** START OF Task data **
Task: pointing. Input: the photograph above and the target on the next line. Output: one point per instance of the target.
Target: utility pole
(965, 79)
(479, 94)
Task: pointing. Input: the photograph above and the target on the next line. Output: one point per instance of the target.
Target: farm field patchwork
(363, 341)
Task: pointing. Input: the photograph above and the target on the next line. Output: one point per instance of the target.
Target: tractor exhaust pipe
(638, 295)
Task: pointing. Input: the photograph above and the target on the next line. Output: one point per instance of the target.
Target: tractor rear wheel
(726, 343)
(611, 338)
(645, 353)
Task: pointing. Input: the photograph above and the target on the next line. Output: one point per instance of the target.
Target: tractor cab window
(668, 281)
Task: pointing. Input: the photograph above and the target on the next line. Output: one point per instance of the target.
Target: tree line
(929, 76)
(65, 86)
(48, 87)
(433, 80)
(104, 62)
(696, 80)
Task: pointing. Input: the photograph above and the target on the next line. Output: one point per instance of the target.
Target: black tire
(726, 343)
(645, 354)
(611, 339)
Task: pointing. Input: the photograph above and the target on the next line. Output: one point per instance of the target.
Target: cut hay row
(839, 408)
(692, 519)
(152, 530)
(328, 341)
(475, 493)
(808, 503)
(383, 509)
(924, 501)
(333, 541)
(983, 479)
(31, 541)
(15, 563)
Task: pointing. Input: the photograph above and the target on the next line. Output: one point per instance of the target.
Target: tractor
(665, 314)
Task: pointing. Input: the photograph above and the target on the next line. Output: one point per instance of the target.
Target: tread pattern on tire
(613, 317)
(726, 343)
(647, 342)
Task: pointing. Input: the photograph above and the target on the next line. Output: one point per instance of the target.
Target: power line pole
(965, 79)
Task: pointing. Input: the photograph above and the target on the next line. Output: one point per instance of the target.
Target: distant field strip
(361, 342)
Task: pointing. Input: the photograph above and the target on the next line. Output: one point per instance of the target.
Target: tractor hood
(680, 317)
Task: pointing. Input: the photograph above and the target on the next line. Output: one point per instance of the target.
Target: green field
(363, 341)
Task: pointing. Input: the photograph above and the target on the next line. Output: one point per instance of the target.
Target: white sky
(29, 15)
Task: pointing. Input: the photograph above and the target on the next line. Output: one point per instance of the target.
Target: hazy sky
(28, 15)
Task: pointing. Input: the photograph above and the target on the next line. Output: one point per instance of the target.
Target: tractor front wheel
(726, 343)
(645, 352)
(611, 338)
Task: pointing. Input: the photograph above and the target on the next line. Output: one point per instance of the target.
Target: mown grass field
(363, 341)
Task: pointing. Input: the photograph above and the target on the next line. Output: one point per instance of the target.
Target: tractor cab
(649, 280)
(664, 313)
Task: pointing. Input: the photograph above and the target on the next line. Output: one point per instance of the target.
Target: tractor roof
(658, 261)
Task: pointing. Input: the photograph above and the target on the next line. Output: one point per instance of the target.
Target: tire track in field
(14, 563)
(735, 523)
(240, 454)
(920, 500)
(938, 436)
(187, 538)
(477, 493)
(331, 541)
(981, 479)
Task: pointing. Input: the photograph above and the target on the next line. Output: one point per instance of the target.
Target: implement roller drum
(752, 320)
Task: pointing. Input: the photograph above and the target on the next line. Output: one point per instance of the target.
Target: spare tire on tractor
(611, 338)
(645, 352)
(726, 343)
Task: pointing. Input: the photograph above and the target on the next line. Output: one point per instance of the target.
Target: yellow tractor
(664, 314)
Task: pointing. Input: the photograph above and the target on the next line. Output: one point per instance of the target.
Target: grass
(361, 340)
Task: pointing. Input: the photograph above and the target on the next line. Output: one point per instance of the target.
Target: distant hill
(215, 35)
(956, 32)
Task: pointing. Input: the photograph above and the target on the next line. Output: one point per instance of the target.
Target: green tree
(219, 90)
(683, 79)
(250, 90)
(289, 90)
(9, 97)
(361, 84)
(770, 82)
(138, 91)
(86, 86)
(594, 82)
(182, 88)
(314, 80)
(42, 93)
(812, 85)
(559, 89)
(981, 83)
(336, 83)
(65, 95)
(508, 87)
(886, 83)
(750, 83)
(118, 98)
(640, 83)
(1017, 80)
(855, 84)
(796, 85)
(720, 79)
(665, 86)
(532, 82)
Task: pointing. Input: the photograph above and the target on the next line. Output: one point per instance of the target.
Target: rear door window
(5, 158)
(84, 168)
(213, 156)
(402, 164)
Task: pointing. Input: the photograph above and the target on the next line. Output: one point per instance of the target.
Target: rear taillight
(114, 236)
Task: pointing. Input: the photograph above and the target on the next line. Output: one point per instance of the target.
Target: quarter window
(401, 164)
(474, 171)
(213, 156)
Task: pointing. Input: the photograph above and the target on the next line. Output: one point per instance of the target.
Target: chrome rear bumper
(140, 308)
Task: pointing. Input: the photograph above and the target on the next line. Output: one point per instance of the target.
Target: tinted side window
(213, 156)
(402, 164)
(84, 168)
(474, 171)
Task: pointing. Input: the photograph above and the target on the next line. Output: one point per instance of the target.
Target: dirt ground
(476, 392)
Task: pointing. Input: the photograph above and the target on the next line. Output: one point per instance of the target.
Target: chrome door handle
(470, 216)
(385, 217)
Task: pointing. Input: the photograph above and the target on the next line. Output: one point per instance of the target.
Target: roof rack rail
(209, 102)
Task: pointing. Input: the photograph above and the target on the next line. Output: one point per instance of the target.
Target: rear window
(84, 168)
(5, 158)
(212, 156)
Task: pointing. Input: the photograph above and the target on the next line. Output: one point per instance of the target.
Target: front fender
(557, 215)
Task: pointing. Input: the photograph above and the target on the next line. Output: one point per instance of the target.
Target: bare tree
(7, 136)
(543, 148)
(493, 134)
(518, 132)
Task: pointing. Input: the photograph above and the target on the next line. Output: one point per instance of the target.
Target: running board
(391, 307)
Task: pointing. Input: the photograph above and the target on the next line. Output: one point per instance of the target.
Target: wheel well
** END OF Task data **
Problem requirements: Return each line of the items above that contains the word "green".

Exercise answer:
Target: green field
Target: green tree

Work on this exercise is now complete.